Dataset entries »
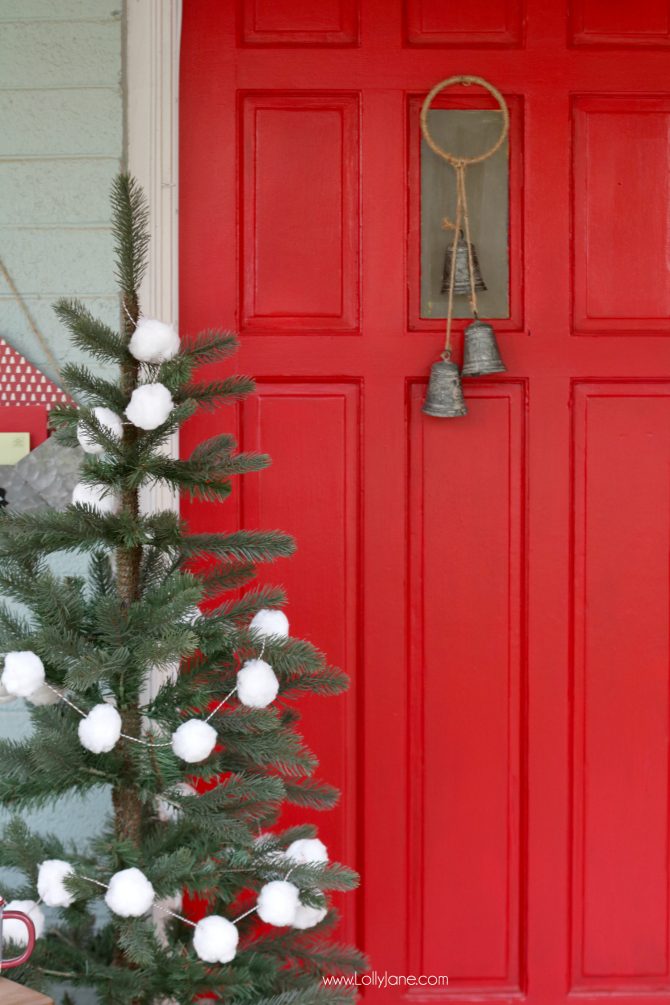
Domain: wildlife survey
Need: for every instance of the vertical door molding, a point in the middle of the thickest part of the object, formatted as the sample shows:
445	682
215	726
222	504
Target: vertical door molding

What you are asked to do » Rewrite the rows above with "vertical door molding" substituted by "upright door trim" wherever it occurs, keeping every other line and character unchanged. Omit the pictures from your answer.

Finished task »
Domain: wildlife survey
Need: for every instance of the upright door trim, a point in the middle of the thickest part of the object, formatted as the sample shows:
445	682
215	726
222	504
Target: upright door trim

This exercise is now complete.